> [Aim of the task]: Reproduce the listing below, substituting "Locate" for each occurrence of "Indicate" and leaving every other character unchanged.

> [Object position labeling listing]:
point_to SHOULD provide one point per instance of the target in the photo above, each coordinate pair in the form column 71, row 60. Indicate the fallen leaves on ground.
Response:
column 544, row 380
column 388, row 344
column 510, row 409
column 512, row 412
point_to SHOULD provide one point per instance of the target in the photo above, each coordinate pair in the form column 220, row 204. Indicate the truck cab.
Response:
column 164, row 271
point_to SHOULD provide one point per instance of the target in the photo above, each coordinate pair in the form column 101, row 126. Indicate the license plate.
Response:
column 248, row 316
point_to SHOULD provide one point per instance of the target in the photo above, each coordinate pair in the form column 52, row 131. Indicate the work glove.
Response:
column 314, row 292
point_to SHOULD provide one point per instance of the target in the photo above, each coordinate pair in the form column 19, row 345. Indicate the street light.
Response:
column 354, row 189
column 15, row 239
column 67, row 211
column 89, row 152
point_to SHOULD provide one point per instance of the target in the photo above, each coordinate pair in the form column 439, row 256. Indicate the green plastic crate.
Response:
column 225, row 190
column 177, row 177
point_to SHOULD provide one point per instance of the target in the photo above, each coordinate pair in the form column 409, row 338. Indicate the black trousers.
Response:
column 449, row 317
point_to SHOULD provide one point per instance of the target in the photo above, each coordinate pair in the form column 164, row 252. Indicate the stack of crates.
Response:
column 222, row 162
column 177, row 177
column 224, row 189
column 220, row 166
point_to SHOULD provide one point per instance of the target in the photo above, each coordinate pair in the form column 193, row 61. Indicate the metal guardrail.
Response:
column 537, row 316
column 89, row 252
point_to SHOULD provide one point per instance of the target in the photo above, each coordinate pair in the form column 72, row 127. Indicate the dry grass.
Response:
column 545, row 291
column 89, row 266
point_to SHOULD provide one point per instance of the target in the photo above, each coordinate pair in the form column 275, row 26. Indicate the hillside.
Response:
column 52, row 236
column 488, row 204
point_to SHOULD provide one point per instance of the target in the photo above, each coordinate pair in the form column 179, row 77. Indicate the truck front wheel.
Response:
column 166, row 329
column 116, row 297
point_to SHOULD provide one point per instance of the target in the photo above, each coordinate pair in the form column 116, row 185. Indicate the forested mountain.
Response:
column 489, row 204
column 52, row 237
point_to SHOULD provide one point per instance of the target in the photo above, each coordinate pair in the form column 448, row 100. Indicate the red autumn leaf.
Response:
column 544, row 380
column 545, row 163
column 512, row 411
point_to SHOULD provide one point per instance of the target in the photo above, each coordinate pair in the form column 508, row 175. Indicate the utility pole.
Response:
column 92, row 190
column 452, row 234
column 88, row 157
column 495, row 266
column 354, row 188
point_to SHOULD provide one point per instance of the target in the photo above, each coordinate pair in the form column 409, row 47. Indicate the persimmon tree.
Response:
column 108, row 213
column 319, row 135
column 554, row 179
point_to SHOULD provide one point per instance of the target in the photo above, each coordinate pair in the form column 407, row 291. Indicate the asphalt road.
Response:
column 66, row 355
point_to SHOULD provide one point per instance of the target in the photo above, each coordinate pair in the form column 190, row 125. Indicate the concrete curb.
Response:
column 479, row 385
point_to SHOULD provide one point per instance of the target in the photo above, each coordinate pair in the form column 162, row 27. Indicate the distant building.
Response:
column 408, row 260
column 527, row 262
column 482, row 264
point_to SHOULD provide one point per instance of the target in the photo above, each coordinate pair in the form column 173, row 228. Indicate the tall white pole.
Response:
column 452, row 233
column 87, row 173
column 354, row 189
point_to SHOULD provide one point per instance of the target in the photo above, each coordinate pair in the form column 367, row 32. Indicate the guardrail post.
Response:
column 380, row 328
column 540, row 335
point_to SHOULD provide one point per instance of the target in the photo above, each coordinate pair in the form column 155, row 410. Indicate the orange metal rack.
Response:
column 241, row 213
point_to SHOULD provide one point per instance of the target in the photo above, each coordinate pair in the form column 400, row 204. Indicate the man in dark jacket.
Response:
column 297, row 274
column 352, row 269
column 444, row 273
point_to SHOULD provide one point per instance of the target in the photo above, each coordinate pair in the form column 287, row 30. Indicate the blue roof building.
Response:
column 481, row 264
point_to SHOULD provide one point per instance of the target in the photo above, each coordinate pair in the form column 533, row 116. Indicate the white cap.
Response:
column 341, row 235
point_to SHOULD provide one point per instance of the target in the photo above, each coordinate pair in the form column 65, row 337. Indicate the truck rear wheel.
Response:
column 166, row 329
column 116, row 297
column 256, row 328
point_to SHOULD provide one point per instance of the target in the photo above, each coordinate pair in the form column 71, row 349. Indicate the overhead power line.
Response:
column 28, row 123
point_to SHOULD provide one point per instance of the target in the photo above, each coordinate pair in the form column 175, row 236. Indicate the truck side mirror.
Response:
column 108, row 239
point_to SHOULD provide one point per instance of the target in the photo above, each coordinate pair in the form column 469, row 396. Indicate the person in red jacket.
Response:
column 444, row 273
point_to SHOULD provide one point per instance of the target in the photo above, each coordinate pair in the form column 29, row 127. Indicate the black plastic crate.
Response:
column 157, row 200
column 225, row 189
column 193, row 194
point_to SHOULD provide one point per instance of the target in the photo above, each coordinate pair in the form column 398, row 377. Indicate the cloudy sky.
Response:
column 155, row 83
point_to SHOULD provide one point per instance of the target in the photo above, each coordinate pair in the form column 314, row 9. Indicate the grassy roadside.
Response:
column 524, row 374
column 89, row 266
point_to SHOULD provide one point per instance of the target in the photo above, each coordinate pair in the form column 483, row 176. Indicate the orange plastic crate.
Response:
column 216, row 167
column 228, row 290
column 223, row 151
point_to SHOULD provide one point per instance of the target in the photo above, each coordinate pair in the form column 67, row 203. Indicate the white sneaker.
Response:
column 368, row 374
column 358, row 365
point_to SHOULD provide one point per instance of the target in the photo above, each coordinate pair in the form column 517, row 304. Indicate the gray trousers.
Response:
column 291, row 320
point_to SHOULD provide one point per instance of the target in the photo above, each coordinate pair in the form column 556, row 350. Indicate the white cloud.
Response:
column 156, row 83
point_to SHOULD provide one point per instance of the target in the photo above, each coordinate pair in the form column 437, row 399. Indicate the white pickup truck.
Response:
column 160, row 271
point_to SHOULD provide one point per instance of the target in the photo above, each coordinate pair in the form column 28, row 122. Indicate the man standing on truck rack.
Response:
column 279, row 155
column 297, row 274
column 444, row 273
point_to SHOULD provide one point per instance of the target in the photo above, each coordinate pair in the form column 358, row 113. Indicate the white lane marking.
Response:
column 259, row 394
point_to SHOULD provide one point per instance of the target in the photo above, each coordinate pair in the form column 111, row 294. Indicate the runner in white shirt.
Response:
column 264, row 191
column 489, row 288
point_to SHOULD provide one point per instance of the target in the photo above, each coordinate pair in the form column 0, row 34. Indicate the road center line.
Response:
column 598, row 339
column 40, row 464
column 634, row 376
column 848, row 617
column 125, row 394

> [Finished task]:
point_to SHOULD provide one point per instance of the target in the photo above, each coordinate pair in the form column 71, row 60. Locate the fallen leaves on ground.
Response:
column 544, row 380
column 388, row 344
column 510, row 409
column 512, row 412
point_to SHOULD provide one point per instance of the target in the photo above, each coordinate pair in the form column 220, row 204. Locate the truck cab.
Response:
column 164, row 271
point_to SHOULD provide one point per instance of the target in the photo above, each coordinate pair in the form column 101, row 126. Locate the license plate.
Response:
column 248, row 316
point_to SHOULD provide one point per instance of the target in the photo above, each coordinate pair in the form column 52, row 131. Locate the work glove.
Response:
column 314, row 292
point_to SHOULD provide one point per instance of the target in the photo above, each coordinate pair in the form column 19, row 345. Locate the street light.
Response:
column 354, row 189
column 15, row 239
column 67, row 211
column 89, row 152
point_to SHOULD provide one point per instance of the target in the photo above, each coordinate pair in the form column 439, row 256. Locate the green plastic crate.
Response:
column 225, row 190
column 177, row 177
point_to SHOULD provide one point per instance of the target in the photo above, each coordinate pair in the form column 409, row 338. Locate the black trousers.
Response:
column 449, row 317
point_to SHOULD provide one point per instance of the target in the photo above, each coordinate pair in the form column 164, row 252. Locate the stack of crates.
Response:
column 222, row 162
column 177, row 177
column 224, row 189
column 220, row 166
point_to SHOULD provide one point per instance of the target in the photo above, each coordinate pair in the form column 193, row 61. Locate the metal guardrail.
Response:
column 537, row 316
column 89, row 252
point_to SHOULD provide one point per instance of the target in the photo above, each coordinate pair in the form column 72, row 127. Locate the dry grass.
Response:
column 545, row 291
column 89, row 266
point_to SHOULD provide one point per instance of the target in the photo above, each coordinate pair in the form column 275, row 26. Locate the hillside.
Response:
column 52, row 236
column 488, row 204
point_to SHOULD provide one point per instance of the target in the photo above, each coordinate pair in the form column 179, row 77. Locate the truck front wheel.
Response:
column 166, row 329
column 116, row 297
point_to SHOULD provide one point per instance of the target in the photo above, each coordinate pair in the form column 116, row 185. Locate the forested mountain.
Response:
column 489, row 204
column 52, row 237
point_to SHOULD provide one point per instance of the target in the photo above, each coordinate pair in the form column 448, row 100. Locate the red autumn leaf.
Response:
column 544, row 380
column 545, row 163
column 512, row 411
point_to SHOULD provide one point per instance of the target in the photo above, each coordinate pair in the form column 508, row 175. Locate the utility pole.
Response:
column 92, row 190
column 452, row 234
column 88, row 157
column 495, row 266
column 354, row 188
point_to SHOULD provide one point per instance of the target in the photo above, each coordinate pair in the form column 409, row 47. Locate the persimmon tree.
Response:
column 108, row 213
column 319, row 135
column 554, row 179
point_to SHOULD provide one point per instance of the target in the photo above, each coordinate pair in the form column 407, row 291. Locate the asphalt road.
Response:
column 66, row 355
point_to SHOULD provide one point per instance of the target in the photo above, each coordinate pair in the form column 190, row 125. Locate the concrete curb.
Response:
column 479, row 385
point_to SHOULD provide one point per instance of the target in the photo above, each coordinate pair in the form column 162, row 27. Locate the distant building.
Response:
column 408, row 260
column 527, row 262
column 482, row 264
point_to SHOULD provide one point per instance of the target in the photo above, each coordinate pair in the form column 173, row 228. Locate the tall white pole.
Response:
column 452, row 233
column 87, row 173
column 354, row 189
point_to SHOULD provide one point per instance of the target in the photo above, each coordinate pair in the form column 367, row 32. Locate the guardrail post.
Response:
column 380, row 328
column 540, row 335
point_to SHOULD provide one point per instance of the target in the photo above, each coordinate pair in the form column 155, row 410. Locate the orange metal rack.
Response:
column 241, row 213
point_to SHOULD provide one point per instance of the target in the photo above, each coordinate pair in the form column 400, row 204. Locate the man in dark jacket.
Response:
column 297, row 274
column 352, row 269
column 444, row 273
point_to SHOULD provide one point per instance of the target in the photo above, each coordinate pair in the form column 287, row 30. Locate the blue roof building.
Response:
column 481, row 264
point_to SHOULD provide one point per instance of the target in the photo above, each coordinate pair in the form column 533, row 116. Locate the white cap.
Response:
column 341, row 235
point_to SHOULD provide one point per instance of the target in the photo above, each coordinate pair in the form column 65, row 337. Locate the truck rear wheel.
Response:
column 166, row 329
column 116, row 297
column 256, row 328
point_to SHOULD provide one point per instance of the target in the photo above, each coordinate pair in the form column 71, row 349. Locate the overhead power line.
Response:
column 28, row 123
point_to SHOULD provide one point per instance of the target in the photo above, each coordinate pair in the form column 175, row 236. Locate the truck side mirror.
Response:
column 108, row 239
point_to SHOULD provide one point per instance of the target in the photo above, each coordinate pair in the form column 469, row 396. Locate the person in red jacket.
Response:
column 444, row 273
point_to SHOULD provide one point per instance of the target in the photo above, each coordinate pair in the form column 29, row 127. Locate the black plastic crate.
Response:
column 157, row 200
column 225, row 189
column 193, row 194
point_to SHOULD provide one point per instance of the target in the photo above, each coordinate pair in the form column 398, row 377. Locate the cloudy sky.
Response:
column 155, row 83
point_to SHOULD provide one point per instance of the target in the photo above, each coordinate pair in the form column 314, row 9. Locate the grassy roadside.
Response:
column 524, row 374
column 89, row 266
point_to SHOULD provide one point per instance of the target in the photo above, each coordinate pair in the form column 483, row 176. Locate the orange plastic crate.
Response:
column 216, row 167
column 228, row 290
column 223, row 151
point_to SHOULD provide one point per instance of the target in the photo above, each coordinate pair in the form column 67, row 203. Locate the white sneaker.
Response:
column 368, row 374
column 358, row 365
point_to SHOULD provide one point per instance of the target in the photo above, each coordinate pair in the form column 517, row 304. Locate the gray trousers.
Response:
column 291, row 320
point_to SHOULD provide one point per instance of the target in the photo above, each coordinate pair in the form column 556, row 350. Locate the white cloud.
Response:
column 156, row 83
point_to SHOULD provide one point per instance of the target in the photo above, each coordinate pair in the form column 437, row 399. Locate the white pickup truck.
Response:
column 160, row 271
point_to SHOULD provide one point per instance of the target in the photo above, each coordinate pair in the form column 28, row 122. Locate the man standing on truck rack.
Response:
column 279, row 155
column 297, row 274
column 444, row 273
point_to SHOULD provide one point per instance of the target in the photo above, each coordinate pair in the form column 358, row 113. Locate the white lane marking.
Response:
column 259, row 394
point_to SHOULD provide one point per instance of the target in the photo above, each coordinate pair in the form column 111, row 294. Locate the runner in white shirt.
Response:
column 264, row 191
column 489, row 288
point_to SHOULD provide one point per instance of the target in the photo above, each coordinate pair in the form column 0, row 34. Locate the road center line.
Response:
column 598, row 339
column 40, row 464
column 634, row 376
column 848, row 617
column 125, row 394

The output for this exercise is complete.